→ **DOCUMENT EXTRACT**
Project DOCC - Delivery of Chronic Care is a project-based organization, focused on the issues of families of children or young adults with special health care needs. Project DOCC seeks to put the individual and family at the center of the health care system, regardless of age, diagnosis, or prognosis.
Project DOCC’s program is built on the premise that all children and adults living with a chronic illness or disability-- and their families-- deserve the best quality of life possible in their individual situation. In today’s health care environment, this requires patients and caregivers to manage complex regimens of medical and home care and to navigate not only health care, but also educational, social service, governmental, and insurance systems.
Project DOCC has worked across the nation and internationally. Our current work is focused on our home community, Nassau County, where we are particularly conscious of the additional burdens on families in the “hidden Long Island”--low income, often new immigrant, residents who have service needs that are neither easily voiced nor readily heard.

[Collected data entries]

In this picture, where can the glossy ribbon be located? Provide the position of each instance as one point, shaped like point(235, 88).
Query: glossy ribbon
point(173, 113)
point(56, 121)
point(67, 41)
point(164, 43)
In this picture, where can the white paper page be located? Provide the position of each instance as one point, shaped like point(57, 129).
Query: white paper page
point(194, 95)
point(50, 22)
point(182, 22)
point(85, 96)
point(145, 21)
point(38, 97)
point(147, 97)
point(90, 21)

==

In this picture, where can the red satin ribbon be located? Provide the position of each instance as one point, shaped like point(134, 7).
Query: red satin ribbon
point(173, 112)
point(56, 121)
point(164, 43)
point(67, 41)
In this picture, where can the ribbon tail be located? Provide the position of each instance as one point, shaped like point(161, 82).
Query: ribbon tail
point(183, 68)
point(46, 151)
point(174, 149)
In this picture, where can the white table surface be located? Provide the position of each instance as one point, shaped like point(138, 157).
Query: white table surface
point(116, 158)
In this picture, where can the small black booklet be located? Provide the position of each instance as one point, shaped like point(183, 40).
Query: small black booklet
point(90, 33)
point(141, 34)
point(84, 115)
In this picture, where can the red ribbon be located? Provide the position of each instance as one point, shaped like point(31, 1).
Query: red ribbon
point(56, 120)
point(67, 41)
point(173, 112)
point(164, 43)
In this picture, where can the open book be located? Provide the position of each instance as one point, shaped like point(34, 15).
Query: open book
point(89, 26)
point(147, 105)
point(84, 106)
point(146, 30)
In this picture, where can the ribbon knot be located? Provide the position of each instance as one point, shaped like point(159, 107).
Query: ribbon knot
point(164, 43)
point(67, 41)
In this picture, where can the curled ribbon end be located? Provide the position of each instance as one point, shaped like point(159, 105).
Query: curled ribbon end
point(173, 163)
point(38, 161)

→ **EXERCISE SET**
• 1. In the Project DOCC text, what county is the group's current work focused on?
• 2. According to the Project DOCC text, which systems must patients and caregivers navigate? List every one.
• 3. Continue the Project DOCC text from its last sentence.

→ **SOLVED PROBLEMS**
• 1. Nassau County

• 2. Health care, educational, social service, governmental, and insurance systems.

• 3.
To accomplish this work, Project DOCC has formed a collaborative partnership with the Center for Civic Engagement at Hofstra University, and Nassau University Medical Center (NUMC)/NuHealth. The mission of Advocates for Community Health (ACH) is to serve under-resourced Long Island children and their parents, particularly families of young children with special health care needs. To further the goals of serving these families, we have developed a two-pronged approach.
Project DOCC developed a model of training in which families teach doctors, nurses, and educators in health care and community settings. Family faculty trains residents and fellows in pediatrics and family medicine programs around the country and in Australia. This model of enabling families to give voice to their experience and their needs has been behind each of Project DOCCs accomplishments.